------ Information given ------

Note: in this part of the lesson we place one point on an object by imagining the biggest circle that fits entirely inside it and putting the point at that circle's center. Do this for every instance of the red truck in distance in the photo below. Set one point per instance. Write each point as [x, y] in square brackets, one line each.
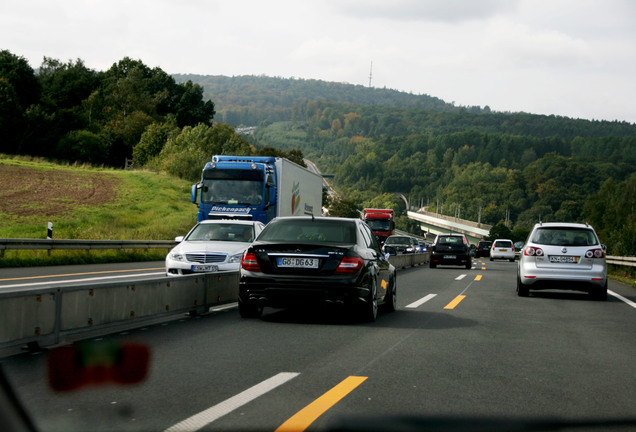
[380, 221]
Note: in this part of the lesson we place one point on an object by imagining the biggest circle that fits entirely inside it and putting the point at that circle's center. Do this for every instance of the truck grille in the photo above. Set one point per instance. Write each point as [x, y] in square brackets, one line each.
[203, 258]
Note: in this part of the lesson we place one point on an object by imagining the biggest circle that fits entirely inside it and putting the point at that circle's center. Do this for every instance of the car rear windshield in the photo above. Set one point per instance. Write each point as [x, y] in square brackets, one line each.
[503, 243]
[450, 240]
[564, 236]
[222, 232]
[398, 240]
[322, 231]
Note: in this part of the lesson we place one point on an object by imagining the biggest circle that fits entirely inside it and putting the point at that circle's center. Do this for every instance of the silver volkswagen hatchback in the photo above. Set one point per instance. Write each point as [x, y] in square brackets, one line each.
[563, 256]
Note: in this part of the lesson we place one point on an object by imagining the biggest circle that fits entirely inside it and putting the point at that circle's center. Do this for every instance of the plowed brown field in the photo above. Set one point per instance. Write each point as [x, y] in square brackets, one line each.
[27, 191]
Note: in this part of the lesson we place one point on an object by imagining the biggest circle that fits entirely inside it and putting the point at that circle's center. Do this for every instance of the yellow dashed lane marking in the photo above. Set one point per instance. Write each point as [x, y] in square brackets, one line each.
[455, 302]
[305, 417]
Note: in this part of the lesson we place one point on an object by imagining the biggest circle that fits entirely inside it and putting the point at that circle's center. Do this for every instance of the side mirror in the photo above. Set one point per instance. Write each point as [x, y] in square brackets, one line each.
[193, 192]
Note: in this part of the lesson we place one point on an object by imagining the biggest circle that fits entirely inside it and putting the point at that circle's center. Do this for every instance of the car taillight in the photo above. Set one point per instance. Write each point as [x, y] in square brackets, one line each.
[595, 253]
[249, 262]
[349, 265]
[533, 251]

------

**What you are asked to do**
Can you put everything from the line containing "the car taillight" down through the last line of the data, both ends included, into a JSON list of strings, one string per line and no blank lines?

**Response to this task**
[
  "Note: in this part of the lesson we place one point on an object by imagining the biggest circle that fits entirely inside it and putting the point at that circle's center. Do this for every instance of the car taillight in the photo above. Set one point per instance. Write each point as [x, y] in square brackets, one line each.",
  "[595, 253]",
  "[249, 262]",
  "[349, 265]",
  "[533, 251]"
]